[Items from a dataset]

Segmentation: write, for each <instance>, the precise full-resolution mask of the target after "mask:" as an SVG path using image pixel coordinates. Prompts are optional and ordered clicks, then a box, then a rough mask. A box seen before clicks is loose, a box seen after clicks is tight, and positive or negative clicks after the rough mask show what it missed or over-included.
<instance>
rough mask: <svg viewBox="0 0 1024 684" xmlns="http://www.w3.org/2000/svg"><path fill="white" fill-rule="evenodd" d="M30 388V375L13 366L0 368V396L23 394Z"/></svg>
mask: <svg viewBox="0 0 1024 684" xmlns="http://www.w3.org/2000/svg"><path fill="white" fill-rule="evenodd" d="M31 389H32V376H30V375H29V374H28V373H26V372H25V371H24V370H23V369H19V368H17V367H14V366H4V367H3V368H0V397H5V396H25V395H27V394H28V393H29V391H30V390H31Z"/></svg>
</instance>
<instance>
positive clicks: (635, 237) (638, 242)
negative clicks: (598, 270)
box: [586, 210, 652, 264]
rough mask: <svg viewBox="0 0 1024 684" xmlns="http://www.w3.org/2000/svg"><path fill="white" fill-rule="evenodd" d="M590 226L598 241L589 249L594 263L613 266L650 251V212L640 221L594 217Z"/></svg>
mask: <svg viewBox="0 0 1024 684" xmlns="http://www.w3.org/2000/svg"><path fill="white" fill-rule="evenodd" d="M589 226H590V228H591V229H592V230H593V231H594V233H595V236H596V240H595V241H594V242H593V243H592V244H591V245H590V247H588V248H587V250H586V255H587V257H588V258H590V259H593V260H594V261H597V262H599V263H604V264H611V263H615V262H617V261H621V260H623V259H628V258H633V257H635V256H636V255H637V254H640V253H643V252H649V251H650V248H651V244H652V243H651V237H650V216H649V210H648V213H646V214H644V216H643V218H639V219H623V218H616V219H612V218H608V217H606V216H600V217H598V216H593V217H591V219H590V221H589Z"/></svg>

(Work to complete): The exercise is to copy out every line above that has the word "instance" in it.

(Problem solution):
Segmentation: write, for each <instance>, the precise full-resolution mask of the target after "mask:" as an SVG path using image pixel coordinates. Prompts are optional and ordered clicks, then a box, then a rough mask. A box seen before clicks is loose, a box seen after clicks is tight, and positive or negative clicks after the rough mask show what it missed or over-included.
<instance>
</instance>
<instance>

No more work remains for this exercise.